++++ Given information ++++

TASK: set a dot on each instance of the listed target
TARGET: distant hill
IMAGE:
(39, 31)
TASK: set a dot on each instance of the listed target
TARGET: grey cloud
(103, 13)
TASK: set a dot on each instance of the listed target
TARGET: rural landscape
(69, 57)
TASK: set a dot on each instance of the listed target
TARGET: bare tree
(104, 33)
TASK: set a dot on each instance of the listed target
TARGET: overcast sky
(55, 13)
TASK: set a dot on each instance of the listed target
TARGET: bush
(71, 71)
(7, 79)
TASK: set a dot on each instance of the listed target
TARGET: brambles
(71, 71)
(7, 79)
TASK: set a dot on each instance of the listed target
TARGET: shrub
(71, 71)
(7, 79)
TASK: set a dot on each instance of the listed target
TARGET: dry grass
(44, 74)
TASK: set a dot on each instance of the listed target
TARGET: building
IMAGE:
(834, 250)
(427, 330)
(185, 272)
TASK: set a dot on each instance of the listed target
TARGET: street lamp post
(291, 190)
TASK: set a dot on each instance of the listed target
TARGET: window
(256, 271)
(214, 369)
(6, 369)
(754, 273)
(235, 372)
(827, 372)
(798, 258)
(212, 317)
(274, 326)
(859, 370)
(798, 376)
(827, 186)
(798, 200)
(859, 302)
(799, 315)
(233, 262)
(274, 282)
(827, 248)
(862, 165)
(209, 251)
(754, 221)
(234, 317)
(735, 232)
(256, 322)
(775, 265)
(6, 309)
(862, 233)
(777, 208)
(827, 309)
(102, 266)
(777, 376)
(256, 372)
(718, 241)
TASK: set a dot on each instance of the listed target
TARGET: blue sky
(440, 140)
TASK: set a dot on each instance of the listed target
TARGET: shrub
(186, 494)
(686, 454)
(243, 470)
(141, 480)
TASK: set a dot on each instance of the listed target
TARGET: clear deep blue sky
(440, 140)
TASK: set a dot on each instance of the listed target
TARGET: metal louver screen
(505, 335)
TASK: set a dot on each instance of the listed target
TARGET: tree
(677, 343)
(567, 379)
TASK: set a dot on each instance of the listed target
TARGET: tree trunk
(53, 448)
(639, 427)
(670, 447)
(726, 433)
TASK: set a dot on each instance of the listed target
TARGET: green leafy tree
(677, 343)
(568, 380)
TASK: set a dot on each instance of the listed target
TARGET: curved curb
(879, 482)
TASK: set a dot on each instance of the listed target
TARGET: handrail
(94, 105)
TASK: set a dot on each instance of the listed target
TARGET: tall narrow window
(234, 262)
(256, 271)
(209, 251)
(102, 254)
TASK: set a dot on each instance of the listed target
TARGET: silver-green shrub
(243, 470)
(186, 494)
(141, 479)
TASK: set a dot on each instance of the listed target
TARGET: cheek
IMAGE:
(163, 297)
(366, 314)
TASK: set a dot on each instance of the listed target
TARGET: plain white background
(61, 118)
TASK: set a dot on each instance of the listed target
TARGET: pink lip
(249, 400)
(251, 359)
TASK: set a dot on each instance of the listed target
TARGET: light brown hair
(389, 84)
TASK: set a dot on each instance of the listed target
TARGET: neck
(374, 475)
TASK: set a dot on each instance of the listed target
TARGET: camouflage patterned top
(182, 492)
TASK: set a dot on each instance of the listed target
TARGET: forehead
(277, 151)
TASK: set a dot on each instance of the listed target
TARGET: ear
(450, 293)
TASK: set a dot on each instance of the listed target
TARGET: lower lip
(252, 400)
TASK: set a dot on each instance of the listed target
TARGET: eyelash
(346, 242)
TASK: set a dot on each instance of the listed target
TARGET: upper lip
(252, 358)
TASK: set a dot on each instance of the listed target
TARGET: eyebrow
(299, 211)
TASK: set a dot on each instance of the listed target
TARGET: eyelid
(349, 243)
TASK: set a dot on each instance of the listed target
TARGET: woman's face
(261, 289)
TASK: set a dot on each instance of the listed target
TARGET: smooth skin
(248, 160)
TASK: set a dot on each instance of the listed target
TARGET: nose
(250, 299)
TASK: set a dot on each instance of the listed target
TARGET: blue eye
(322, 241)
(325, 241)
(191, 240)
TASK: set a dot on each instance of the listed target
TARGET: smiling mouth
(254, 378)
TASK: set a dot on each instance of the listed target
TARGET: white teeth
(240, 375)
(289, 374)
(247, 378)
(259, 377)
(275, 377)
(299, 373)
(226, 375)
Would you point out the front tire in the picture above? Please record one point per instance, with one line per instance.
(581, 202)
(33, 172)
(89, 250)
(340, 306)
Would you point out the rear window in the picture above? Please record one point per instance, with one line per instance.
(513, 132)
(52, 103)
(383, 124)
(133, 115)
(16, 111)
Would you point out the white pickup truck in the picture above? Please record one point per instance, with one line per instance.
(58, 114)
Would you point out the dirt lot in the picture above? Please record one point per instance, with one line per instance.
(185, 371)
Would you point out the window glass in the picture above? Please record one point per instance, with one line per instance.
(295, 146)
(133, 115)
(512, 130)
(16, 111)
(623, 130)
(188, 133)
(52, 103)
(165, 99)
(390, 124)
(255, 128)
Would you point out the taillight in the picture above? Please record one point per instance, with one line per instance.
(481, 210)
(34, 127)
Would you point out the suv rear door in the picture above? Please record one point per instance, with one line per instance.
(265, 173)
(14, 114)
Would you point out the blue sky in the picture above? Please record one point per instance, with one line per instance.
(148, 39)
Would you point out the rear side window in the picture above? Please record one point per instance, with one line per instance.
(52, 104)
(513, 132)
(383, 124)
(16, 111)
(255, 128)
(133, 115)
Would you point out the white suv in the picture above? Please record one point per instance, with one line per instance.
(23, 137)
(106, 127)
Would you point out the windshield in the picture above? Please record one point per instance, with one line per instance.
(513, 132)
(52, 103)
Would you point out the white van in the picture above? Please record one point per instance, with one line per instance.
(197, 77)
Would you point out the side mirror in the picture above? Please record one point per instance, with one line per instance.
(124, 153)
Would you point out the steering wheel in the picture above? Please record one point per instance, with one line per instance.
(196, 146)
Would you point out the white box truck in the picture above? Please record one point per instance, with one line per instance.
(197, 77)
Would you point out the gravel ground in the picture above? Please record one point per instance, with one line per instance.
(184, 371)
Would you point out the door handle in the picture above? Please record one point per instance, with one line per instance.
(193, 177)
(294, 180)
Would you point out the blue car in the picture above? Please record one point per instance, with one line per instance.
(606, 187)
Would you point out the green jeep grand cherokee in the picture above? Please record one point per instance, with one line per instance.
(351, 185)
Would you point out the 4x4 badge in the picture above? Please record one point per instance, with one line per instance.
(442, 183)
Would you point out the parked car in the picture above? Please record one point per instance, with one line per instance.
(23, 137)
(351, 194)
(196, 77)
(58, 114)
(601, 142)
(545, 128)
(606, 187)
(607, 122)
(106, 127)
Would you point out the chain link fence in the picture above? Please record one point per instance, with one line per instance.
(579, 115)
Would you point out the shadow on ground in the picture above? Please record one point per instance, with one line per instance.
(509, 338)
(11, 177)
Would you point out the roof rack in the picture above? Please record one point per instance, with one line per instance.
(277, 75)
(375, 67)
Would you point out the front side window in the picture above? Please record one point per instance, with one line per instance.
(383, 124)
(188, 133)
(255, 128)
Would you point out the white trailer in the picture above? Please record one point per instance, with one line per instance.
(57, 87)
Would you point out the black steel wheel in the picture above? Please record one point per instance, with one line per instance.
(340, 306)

++++

#### Brief
Go through the listing and copy all of it exactly.

#### Correct output
TASK: set a dot on each instance of the listed target
TARGET: distant hill
IMAGE:
(39, 31)
TASK: set a dot on each instance of the listed target
TARGET: grey cloud
(103, 13)
TASK: set a dot on each instance of the listed target
TARGET: rural landscape
(69, 57)
TASK: set a dot on each instance of the listed target
TARGET: bare tree
(104, 33)
TASK: set a dot on each instance of the listed target
TARGET: overcast sky
(55, 13)
TASK: set a dot on each instance of the listed target
TARGET: bush
(71, 71)
(7, 79)
TASK: set a dot on each instance of the listed target
TARGET: brambles
(71, 71)
(7, 79)
TASK: set a dot on each instance of the listed target
TARGET: shrub
(71, 71)
(7, 79)
TASK: set a dot on each instance of the listed target
TARGET: dry grass
(44, 74)
TASK: set a dot on each instance of the listed target
TARGET: building
IMAGE:
(834, 250)
(427, 330)
(185, 272)
TASK: set a dot on each instance of the listed target
TARGET: street lamp post
(291, 190)
TASK: set a dot on each instance of the listed target
TARGET: window
(256, 271)
(214, 369)
(6, 369)
(754, 273)
(235, 372)
(827, 372)
(798, 258)
(212, 317)
(274, 326)
(859, 370)
(798, 376)
(827, 186)
(798, 200)
(859, 302)
(799, 315)
(233, 262)
(274, 282)
(827, 248)
(862, 165)
(209, 251)
(754, 221)
(234, 317)
(735, 232)
(256, 322)
(775, 265)
(6, 309)
(862, 233)
(777, 208)
(827, 309)
(102, 266)
(777, 376)
(256, 372)
(718, 241)
TASK: set a dot on each instance of the listed target
TARGET: blue sky
(440, 140)
TASK: set a dot on each instance of the listed target
TARGET: shrub
(186, 494)
(686, 454)
(243, 470)
(141, 480)
TASK: set a dot on each instance of the listed target
TARGET: clear deep blue sky
(440, 140)
TASK: set a dot on each instance of the listed target
TARGET: metal louver screen
(505, 335)
TASK: set a dot on each instance of the listed target
TARGET: tree
(677, 343)
(567, 379)
TASK: set a dot on each instance of the listed target
TARGET: tree trunk
(53, 448)
(639, 427)
(670, 447)
(726, 433)
TASK: set a dot on each instance of the listed target
TARGET: green leafy tree
(677, 343)
(568, 380)
TASK: set a dot on each instance of the listed target
TARGET: curved curb
(879, 482)
TASK: set a dot on each instance of the listed target
TARGET: handrail
(94, 105)
TASK: set a dot on each instance of the listed target
TARGET: tall narrow window
(234, 262)
(256, 271)
(209, 251)
(102, 254)
TASK: set a dot on each instance of the listed target
TARGET: silver-green shrub
(243, 470)
(186, 494)
(141, 479)
TASK: set a dot on each instance of the listed target
TARGET: cheek
IMAGE:
(163, 297)
(366, 314)
TASK: set a dot on each instance of the listed target
TARGET: plain white background
(61, 118)
TASK: set a dot on each instance of the listed target
TARGET: pink lip
(249, 400)
(251, 359)
TASK: set a dot on each instance of the listed target
TARGET: light brown hair
(389, 84)
TASK: set a dot on each instance of the listed target
TARGET: neck
(374, 475)
TASK: set a dot on each instance of the listed target
TARGET: camouflage patterned top
(182, 492)
TASK: set a dot on each instance of the listed target
TARGET: forehead
(277, 151)
TASK: set a dot on each instance of the listed target
TARGET: ear
(450, 293)
TASK: set a dot on each instance of the listed target
TARGET: lower lip
(252, 400)
TASK: set a dot on each instance of the listed target
TARGET: eyelash
(346, 242)
TASK: set a dot on each instance of the listed target
TARGET: upper lip
(252, 358)
TASK: set a dot on each instance of the listed target
TARGET: eyebrow
(299, 211)
TASK: set a dot on each instance of the listed target
TARGET: eyelid
(349, 243)
TASK: set a dot on each instance of the listed target
TARGET: woman's face
(261, 289)
TASK: set a dot on each instance of the listed target
TARGET: smooth skin
(248, 160)
TASK: set a dot on each instance of the listed target
TARGET: nose
(250, 299)
TASK: set a dot on each instance of the listed target
TARGET: blue eye
(322, 241)
(325, 241)
(191, 240)
TASK: set a dot on each instance of the listed target
TARGET: smiling mouth
(254, 378)
TASK: set a dot on each instance of the listed target
TARGET: white teeth
(240, 375)
(289, 374)
(247, 378)
(259, 377)
(275, 377)
(299, 373)
(226, 375)
Would you point out the front tire in the picture above? Please record one point per instance, with one line per instance.
(581, 202)
(33, 172)
(89, 250)
(340, 306)
Would you point out the rear window in the picture above? Please record one point per instance, with one line per instance.
(513, 132)
(52, 103)
(383, 124)
(133, 115)
(16, 111)
Would you point out the white pickup truck in the picture above? Please record one point per instance, with one line per instance.
(58, 114)
Would you point out the dirt lot in the picture above? Please record one point per instance, with one line per instance.
(185, 371)
Would you point out the window glass in the picture above? Please record one point per instance, with one line per instance.
(295, 146)
(133, 115)
(512, 130)
(16, 111)
(623, 130)
(188, 133)
(52, 103)
(165, 99)
(390, 124)
(255, 128)
Would you point out the taillight in the picture above? Please record one point per instance, with one line per instance.
(481, 210)
(34, 127)
Would you point out the suv rear door in the picture above? Please record one point per instance, with one line per instance.
(265, 173)
(14, 114)
Would you point out the blue sky in the picture above? Please record one point per instance, with one line per instance.
(148, 39)
Would you point out the rear side window in the picture above? Please record one point per instance, with one line per instance.
(52, 104)
(513, 132)
(383, 124)
(16, 111)
(255, 128)
(133, 115)
Would you point out the white suv in the picture above? Please record one point per instance, with one line per instance.
(23, 137)
(106, 127)
Would you point out the windshield in the picture above? Please record one point per instance, with one line per instance.
(513, 132)
(52, 103)
Would you point out the white van in the picture above? Please record one point per instance, with one line per instance.
(197, 77)
Would you point out the side mirror in the picture above? Please record one point per instance, with one line per instance.
(124, 153)
Would you point out the steering wheel in the picture above? Please record one point per instance, with one line per instance.
(196, 146)
Would you point out the white box truck in the picture above? Please record one point per instance, with one line per instance.
(197, 77)
Would you point out the gravel ground in the picture above? Please record one point per instance, with one line per instance.
(184, 371)
Would you point out the door handle in the picture above? Please record one point per instance, with one line per instance.
(193, 177)
(294, 180)
Would you point out the blue car in the picture above? Please record one point per instance, with one line per instance.
(606, 187)
Would you point out the green jeep grand cherokee in the picture above? Please record one point per instance, with one line per instance.
(351, 185)
Would you point out the 4x4 badge in the picture above? Please record one point per instance, with one line per instance.
(442, 183)
Would you point out the parked car in the picture above? Please record one point per instance, with one line per instance.
(23, 137)
(351, 194)
(196, 77)
(58, 114)
(601, 142)
(545, 128)
(606, 187)
(607, 122)
(106, 127)
Would you point out the chain link fence in the picture above? Please record one point per instance, with one line per instance.
(579, 115)
Would you point out the shadow on ground in the picture above? Please record one point per instance, with one line per instance.
(509, 338)
(11, 177)
Would you point out the roof rack in the picture above? Please record one point per instance, with one line per instance.
(277, 75)
(375, 67)
Would you point out the front side window in the picture above? Please record one point per instance, with one line per instance.
(383, 124)
(188, 133)
(255, 128)
Would you point out the white trailer in the picture above? Please record one point per instance, with one line per instance.
(57, 87)
Would you point out the black steel wheel in the picture above? Please record one point per instance, with one line per instance.
(340, 306)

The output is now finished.